> **RECORD EXTRACTS**:
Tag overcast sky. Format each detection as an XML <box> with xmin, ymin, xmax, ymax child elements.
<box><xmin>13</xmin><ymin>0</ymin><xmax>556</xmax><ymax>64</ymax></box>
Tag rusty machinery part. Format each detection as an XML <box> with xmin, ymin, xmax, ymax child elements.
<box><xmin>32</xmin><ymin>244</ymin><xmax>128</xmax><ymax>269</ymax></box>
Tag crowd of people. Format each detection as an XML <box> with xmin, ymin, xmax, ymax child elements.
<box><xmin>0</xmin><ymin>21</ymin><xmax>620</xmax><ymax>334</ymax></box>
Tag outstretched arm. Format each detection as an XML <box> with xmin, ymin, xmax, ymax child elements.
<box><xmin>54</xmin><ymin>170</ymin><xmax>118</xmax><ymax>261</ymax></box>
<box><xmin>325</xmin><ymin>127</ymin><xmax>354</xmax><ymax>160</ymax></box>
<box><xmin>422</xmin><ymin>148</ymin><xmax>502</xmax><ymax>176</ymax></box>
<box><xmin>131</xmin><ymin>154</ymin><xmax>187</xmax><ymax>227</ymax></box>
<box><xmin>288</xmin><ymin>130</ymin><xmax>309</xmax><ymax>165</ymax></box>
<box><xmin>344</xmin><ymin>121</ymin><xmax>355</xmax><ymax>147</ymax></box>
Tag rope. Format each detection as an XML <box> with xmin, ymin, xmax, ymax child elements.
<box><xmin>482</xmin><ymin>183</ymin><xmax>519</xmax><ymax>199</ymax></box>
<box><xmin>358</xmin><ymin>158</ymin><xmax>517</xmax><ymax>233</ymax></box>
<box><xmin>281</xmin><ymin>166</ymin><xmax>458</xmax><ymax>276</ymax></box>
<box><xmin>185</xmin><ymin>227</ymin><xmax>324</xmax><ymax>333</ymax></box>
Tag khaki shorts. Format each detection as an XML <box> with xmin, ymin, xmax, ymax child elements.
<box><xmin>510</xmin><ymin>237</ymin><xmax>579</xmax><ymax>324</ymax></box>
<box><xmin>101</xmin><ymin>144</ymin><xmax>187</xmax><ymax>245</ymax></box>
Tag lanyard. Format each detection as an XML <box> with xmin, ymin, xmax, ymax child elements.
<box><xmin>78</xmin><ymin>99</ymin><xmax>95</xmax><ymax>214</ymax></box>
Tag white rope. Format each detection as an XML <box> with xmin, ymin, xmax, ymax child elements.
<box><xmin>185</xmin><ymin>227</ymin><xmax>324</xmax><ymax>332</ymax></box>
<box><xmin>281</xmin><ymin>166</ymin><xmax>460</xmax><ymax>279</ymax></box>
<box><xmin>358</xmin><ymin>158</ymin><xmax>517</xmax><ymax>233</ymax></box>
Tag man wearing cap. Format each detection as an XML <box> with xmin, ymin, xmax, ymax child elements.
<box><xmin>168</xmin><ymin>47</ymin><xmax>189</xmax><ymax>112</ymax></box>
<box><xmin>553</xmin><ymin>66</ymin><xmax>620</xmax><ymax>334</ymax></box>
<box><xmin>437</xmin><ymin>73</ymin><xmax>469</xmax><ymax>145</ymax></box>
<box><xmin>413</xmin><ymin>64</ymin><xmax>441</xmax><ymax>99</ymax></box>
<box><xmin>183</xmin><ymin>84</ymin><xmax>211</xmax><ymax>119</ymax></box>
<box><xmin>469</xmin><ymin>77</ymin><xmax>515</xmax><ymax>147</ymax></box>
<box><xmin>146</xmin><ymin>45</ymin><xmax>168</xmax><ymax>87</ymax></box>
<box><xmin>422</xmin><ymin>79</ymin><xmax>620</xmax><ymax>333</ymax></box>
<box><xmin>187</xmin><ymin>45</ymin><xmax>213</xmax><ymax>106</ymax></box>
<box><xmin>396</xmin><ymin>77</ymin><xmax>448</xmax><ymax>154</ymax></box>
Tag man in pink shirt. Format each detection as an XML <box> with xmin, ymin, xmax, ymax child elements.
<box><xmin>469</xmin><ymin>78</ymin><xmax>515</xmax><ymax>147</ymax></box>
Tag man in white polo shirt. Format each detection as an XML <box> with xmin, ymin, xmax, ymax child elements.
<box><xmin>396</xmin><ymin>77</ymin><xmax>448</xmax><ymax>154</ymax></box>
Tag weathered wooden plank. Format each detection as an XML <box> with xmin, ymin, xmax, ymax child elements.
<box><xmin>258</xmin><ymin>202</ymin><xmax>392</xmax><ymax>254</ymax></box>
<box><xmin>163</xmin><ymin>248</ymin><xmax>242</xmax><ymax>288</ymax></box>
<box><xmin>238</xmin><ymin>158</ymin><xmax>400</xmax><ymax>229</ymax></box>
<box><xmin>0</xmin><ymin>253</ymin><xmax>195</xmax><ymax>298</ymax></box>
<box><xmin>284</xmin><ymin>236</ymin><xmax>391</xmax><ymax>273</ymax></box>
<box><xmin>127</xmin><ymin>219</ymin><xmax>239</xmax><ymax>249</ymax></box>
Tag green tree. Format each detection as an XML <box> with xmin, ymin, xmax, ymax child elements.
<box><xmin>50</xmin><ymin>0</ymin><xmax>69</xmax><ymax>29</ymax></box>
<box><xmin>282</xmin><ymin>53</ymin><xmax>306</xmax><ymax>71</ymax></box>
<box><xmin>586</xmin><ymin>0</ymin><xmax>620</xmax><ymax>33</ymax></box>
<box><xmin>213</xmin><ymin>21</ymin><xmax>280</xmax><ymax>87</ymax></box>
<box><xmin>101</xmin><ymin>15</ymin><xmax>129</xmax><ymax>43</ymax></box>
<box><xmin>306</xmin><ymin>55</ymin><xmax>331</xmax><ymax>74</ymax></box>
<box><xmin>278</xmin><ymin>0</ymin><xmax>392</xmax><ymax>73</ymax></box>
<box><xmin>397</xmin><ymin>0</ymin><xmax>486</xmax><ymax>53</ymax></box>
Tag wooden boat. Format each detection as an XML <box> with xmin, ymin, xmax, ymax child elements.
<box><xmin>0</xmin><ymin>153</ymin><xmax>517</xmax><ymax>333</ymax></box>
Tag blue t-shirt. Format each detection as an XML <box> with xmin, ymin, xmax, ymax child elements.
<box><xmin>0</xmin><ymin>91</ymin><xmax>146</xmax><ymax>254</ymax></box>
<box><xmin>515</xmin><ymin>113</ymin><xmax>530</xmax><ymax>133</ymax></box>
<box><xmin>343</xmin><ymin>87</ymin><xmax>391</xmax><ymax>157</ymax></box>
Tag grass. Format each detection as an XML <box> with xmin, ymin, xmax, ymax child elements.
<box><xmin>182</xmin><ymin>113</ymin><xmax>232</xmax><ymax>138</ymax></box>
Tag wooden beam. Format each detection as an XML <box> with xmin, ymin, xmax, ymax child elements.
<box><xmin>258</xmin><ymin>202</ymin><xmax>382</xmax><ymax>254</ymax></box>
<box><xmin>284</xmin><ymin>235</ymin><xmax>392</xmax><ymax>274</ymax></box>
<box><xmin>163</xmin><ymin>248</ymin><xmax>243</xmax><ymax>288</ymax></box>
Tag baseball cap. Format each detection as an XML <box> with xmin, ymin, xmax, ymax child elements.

> **WHAT IS BEING ASKED**:
Convert the records from the line containing "Tag wooden boat." through the end of the records into a JSON list of strings, one string per line, omitting blank lines.

> **TASK ANSWER**:
[
  "Tag wooden boat. Format each detection as an XML <box> with xmin, ymin, xmax, ymax child elements.",
  "<box><xmin>0</xmin><ymin>153</ymin><xmax>517</xmax><ymax>333</ymax></box>",
  "Tag blue t-shirt. Format each detection as an XML <box> with xmin, ymin, xmax, ymax child elements.",
  "<box><xmin>0</xmin><ymin>91</ymin><xmax>146</xmax><ymax>254</ymax></box>",
  "<box><xmin>515</xmin><ymin>113</ymin><xmax>530</xmax><ymax>133</ymax></box>",
  "<box><xmin>343</xmin><ymin>87</ymin><xmax>391</xmax><ymax>157</ymax></box>",
  "Tag grass. Format each detection as an XML <box> with xmin, ymin, xmax, ymax child elements.",
  "<box><xmin>182</xmin><ymin>113</ymin><xmax>232</xmax><ymax>138</ymax></box>",
  "Tag wooden beam. Format each detection as an XML <box> with xmin, ymin, xmax, ymax child elements.",
  "<box><xmin>258</xmin><ymin>202</ymin><xmax>382</xmax><ymax>254</ymax></box>",
  "<box><xmin>284</xmin><ymin>235</ymin><xmax>392</xmax><ymax>274</ymax></box>",
  "<box><xmin>163</xmin><ymin>248</ymin><xmax>243</xmax><ymax>288</ymax></box>",
  "Tag baseball cap. Format each detection as an XML <box> with xmin, ymin, xmax, ymax child elements."
]